## PROBLEM REQUIREMENTS:
Summarize the One Piece discussion thread in two sentences.

====== EXTRACT PROVIDED

# One Piece Discussion Thread



## daniel0731ex (Apr 10, 2011)

I search and didn't find any similar threads, soo...

One Piece, yay!

I'll start: What's your favorite character in the manga?

I <3 Jinbe, he's so cuuuute.
He's my #1 favorite now, ever since Chopper became a shameless commercial mascot (I actually preferred the less chibi, naive toddler design in the old days, as opposed to the annoyingly stupid racoon we have currently)

Some pictures of this character, for those of you who don't know:


Soo CUTE <3







AWWWWWWWW...






Chubby guy


----------



## JyH (Apr 10, 2011)

I used to watch One Piece, like 3-4 years ago, I liked the Chopper, the Reindeer.


----------



## Edward (Apr 10, 2011)

olook anime

One piece but is part of the big 3, so I've been told to hate it.
That is all





Still <3


----------



## daniel0731ex (Apr 10, 2011)

Edward said:


> olook anime


 
Not the anime, but the manga is what I'm talking about.
The anime is crap.


Oh and, English dub sucks.

EDIT: woah that English OP you posted is epic.


----------



## ~Phoenix Death~ (Apr 10, 2011)

============
====== LISTING

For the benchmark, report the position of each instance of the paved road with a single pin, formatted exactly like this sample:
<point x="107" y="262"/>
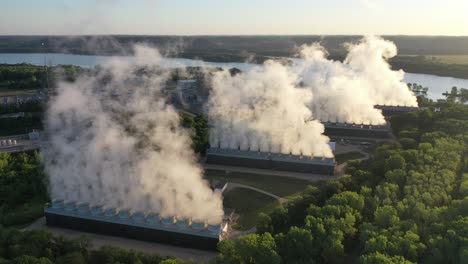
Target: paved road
<point x="187" y="254"/>
<point x="232" y="185"/>
<point x="297" y="175"/>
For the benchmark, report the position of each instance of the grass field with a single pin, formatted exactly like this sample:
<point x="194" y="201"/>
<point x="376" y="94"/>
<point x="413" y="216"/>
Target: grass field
<point x="449" y="59"/>
<point x="340" y="158"/>
<point x="281" y="186"/>
<point x="23" y="214"/>
<point x="248" y="204"/>
<point x="7" y="92"/>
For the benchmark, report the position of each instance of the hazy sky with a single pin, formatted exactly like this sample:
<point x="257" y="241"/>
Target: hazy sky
<point x="233" y="17"/>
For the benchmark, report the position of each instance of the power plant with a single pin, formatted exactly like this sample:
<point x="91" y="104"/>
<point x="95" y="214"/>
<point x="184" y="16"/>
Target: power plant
<point x="353" y="130"/>
<point x="389" y="110"/>
<point x="136" y="225"/>
<point x="271" y="161"/>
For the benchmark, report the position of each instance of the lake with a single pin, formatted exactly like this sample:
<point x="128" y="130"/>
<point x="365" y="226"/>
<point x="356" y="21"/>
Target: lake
<point x="437" y="85"/>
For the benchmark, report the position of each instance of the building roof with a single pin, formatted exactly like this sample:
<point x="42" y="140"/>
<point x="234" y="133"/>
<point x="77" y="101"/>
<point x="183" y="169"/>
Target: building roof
<point x="271" y="156"/>
<point x="138" y="219"/>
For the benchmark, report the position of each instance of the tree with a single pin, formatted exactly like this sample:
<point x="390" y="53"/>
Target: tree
<point x="252" y="248"/>
<point x="379" y="258"/>
<point x="386" y="216"/>
<point x="297" y="246"/>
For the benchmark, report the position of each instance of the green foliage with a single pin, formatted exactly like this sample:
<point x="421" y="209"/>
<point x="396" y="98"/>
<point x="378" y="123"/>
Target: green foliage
<point x="23" y="188"/>
<point x="40" y="247"/>
<point x="408" y="203"/>
<point x="199" y="128"/>
<point x="379" y="258"/>
<point x="251" y="248"/>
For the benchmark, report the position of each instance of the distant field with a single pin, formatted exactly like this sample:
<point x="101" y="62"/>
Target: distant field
<point x="281" y="186"/>
<point x="449" y="59"/>
<point x="7" y="92"/>
<point x="248" y="204"/>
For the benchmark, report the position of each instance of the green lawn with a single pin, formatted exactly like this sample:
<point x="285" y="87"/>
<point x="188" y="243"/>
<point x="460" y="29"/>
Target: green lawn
<point x="8" y="92"/>
<point x="340" y="158"/>
<point x="449" y="59"/>
<point x="281" y="186"/>
<point x="22" y="214"/>
<point x="248" y="204"/>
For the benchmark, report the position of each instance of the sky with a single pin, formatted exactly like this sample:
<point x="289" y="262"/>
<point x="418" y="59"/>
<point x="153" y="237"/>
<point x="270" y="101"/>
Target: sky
<point x="238" y="17"/>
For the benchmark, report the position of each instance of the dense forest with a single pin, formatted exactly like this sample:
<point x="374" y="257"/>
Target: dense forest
<point x="23" y="188"/>
<point x="408" y="203"/>
<point x="41" y="247"/>
<point x="26" y="76"/>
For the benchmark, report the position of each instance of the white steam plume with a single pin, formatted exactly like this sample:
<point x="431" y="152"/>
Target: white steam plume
<point x="264" y="110"/>
<point x="347" y="91"/>
<point x="113" y="141"/>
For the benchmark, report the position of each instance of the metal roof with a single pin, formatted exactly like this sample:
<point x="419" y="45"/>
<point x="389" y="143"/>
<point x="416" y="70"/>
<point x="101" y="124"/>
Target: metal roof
<point x="271" y="156"/>
<point x="138" y="219"/>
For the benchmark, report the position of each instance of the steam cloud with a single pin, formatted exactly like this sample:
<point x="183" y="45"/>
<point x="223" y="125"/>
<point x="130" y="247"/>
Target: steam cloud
<point x="114" y="141"/>
<point x="264" y="110"/>
<point x="278" y="108"/>
<point x="347" y="91"/>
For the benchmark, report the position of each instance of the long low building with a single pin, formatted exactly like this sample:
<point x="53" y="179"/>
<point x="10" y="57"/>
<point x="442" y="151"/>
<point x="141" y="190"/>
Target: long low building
<point x="138" y="226"/>
<point x="353" y="130"/>
<point x="271" y="161"/>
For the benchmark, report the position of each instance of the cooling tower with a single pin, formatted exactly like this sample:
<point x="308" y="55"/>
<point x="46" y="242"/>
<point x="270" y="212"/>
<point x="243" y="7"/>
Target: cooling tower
<point x="271" y="161"/>
<point x="122" y="222"/>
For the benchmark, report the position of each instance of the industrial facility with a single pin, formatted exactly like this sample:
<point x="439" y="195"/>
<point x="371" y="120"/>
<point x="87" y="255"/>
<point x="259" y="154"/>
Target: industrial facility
<point x="388" y="110"/>
<point x="271" y="161"/>
<point x="353" y="130"/>
<point x="136" y="225"/>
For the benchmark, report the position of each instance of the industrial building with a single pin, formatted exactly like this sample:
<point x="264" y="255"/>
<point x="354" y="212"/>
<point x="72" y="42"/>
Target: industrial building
<point x="135" y="225"/>
<point x="353" y="130"/>
<point x="271" y="161"/>
<point x="388" y="110"/>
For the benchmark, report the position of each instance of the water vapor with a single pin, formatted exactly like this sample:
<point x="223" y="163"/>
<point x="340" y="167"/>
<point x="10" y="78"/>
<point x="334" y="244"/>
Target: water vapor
<point x="348" y="91"/>
<point x="113" y="141"/>
<point x="263" y="110"/>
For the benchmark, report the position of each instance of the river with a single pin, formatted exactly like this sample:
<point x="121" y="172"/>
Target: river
<point x="437" y="85"/>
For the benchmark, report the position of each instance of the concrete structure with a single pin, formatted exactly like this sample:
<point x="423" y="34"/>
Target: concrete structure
<point x="353" y="130"/>
<point x="137" y="225"/>
<point x="388" y="110"/>
<point x="271" y="161"/>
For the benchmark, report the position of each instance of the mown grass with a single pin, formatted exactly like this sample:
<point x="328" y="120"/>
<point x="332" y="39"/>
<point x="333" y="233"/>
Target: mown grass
<point x="281" y="186"/>
<point x="449" y="59"/>
<point x="23" y="214"/>
<point x="248" y="204"/>
<point x="340" y="158"/>
<point x="8" y="92"/>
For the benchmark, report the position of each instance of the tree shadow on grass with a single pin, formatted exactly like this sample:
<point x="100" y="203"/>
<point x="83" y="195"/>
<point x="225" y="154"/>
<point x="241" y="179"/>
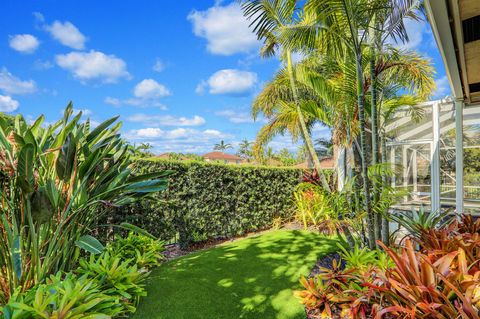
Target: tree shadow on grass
<point x="249" y="278"/>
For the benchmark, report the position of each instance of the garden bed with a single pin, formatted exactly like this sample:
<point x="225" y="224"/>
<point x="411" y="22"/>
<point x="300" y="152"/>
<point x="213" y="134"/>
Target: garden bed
<point x="248" y="278"/>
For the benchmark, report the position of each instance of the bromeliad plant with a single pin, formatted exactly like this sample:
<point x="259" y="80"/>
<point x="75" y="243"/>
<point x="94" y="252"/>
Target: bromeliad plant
<point x="55" y="181"/>
<point x="440" y="281"/>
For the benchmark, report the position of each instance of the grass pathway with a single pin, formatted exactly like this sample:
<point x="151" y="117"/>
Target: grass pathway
<point x="248" y="278"/>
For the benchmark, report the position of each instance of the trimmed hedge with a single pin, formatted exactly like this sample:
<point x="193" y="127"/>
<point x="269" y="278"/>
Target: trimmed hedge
<point x="208" y="201"/>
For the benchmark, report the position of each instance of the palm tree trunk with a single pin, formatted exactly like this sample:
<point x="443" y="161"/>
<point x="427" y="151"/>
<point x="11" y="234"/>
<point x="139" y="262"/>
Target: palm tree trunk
<point x="385" y="222"/>
<point x="363" y="148"/>
<point x="376" y="188"/>
<point x="303" y="125"/>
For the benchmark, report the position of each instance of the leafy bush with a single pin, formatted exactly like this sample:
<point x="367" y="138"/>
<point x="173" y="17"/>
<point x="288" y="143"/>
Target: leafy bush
<point x="208" y="201"/>
<point x="140" y="250"/>
<point x="442" y="280"/>
<point x="66" y="297"/>
<point x="363" y="258"/>
<point x="116" y="277"/>
<point x="55" y="182"/>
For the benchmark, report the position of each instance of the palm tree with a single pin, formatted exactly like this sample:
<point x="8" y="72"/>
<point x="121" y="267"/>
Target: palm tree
<point x="222" y="146"/>
<point x="268" y="17"/>
<point x="342" y="28"/>
<point x="324" y="147"/>
<point x="245" y="149"/>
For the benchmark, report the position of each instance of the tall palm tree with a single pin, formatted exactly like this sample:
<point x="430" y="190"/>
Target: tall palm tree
<point x="268" y="17"/>
<point x="351" y="23"/>
<point x="222" y="146"/>
<point x="245" y="149"/>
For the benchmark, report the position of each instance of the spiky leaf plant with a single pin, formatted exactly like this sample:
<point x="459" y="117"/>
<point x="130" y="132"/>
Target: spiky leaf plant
<point x="55" y="181"/>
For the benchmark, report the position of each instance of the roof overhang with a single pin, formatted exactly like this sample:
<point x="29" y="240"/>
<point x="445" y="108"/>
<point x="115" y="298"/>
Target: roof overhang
<point x="456" y="27"/>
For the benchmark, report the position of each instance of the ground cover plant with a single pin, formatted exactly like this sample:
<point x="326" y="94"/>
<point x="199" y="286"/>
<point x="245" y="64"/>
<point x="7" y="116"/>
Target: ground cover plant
<point x="105" y="285"/>
<point x="247" y="278"/>
<point x="55" y="182"/>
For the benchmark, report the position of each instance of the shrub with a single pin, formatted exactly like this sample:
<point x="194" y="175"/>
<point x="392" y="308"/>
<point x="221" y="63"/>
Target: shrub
<point x="116" y="277"/>
<point x="208" y="200"/>
<point x="442" y="280"/>
<point x="67" y="297"/>
<point x="140" y="250"/>
<point x="55" y="182"/>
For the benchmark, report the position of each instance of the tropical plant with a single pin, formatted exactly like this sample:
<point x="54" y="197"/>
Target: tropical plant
<point x="440" y="281"/>
<point x="329" y="212"/>
<point x="362" y="258"/>
<point x="115" y="277"/>
<point x="324" y="147"/>
<point x="268" y="18"/>
<point x="55" y="182"/>
<point x="245" y="150"/>
<point x="141" y="250"/>
<point x="347" y="32"/>
<point x="222" y="146"/>
<point x="417" y="221"/>
<point x="66" y="297"/>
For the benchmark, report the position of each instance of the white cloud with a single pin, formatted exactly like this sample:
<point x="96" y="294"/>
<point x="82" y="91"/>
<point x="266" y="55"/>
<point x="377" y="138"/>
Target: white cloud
<point x="146" y="94"/>
<point x="159" y="66"/>
<point x="230" y="82"/>
<point x="184" y="140"/>
<point x="93" y="65"/>
<point x="43" y="65"/>
<point x="25" y="43"/>
<point x="443" y="87"/>
<point x="10" y="84"/>
<point x="166" y="120"/>
<point x="67" y="34"/>
<point x="150" y="89"/>
<point x="85" y="112"/>
<point x="112" y="101"/>
<point x="235" y="116"/>
<point x="39" y="17"/>
<point x="7" y="104"/>
<point x="178" y="133"/>
<point x="225" y="28"/>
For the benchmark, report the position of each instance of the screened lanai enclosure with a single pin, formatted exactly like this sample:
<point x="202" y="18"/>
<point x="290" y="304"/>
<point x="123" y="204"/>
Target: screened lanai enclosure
<point x="434" y="150"/>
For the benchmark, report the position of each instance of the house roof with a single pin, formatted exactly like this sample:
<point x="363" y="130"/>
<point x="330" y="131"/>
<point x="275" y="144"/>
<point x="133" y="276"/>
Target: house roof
<point x="221" y="156"/>
<point x="326" y="163"/>
<point x="456" y="25"/>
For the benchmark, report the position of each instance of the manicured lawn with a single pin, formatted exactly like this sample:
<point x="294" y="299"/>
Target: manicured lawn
<point x="247" y="278"/>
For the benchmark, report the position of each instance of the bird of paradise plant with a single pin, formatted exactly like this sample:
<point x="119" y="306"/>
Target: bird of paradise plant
<point x="55" y="181"/>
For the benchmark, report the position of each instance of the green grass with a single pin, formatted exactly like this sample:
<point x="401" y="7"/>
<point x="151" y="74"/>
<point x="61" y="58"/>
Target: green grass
<point x="248" y="278"/>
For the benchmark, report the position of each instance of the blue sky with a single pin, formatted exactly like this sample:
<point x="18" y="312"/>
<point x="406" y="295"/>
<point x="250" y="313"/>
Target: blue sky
<point x="181" y="74"/>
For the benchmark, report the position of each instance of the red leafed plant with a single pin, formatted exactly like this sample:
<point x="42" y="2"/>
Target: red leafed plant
<point x="439" y="281"/>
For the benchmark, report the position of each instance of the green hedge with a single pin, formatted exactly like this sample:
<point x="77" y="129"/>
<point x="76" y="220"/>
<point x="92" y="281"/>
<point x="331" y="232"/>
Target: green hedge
<point x="208" y="201"/>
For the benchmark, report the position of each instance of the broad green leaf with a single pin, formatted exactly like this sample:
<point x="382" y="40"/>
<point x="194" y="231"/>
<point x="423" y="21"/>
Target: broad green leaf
<point x="17" y="256"/>
<point x="100" y="128"/>
<point x="66" y="158"/>
<point x="25" y="168"/>
<point x="90" y="244"/>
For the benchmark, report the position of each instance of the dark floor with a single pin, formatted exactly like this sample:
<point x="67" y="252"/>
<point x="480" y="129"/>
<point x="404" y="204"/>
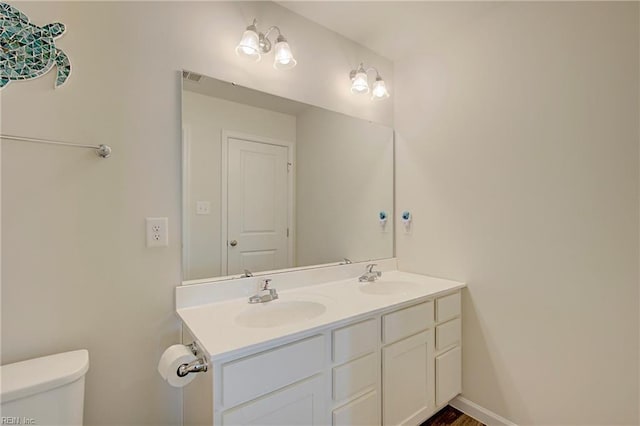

============

## ANSWER TO THE TASK:
After finding no similar threads, daniel0731ex opens a discussion of the One Piece manga by asking for everyone's favorite character and names Jinbe, preferring him since Chopper became a commercial mascot. JyH recalls liking Chopper while watching the show years earlier, and Edward says it is part of the big 3 and so is meant to be hated but still loves it, prompting daniel0731ex to clarify that the manga is the topic, dismiss the anime and the English dub, and praise the English opening Edward posted.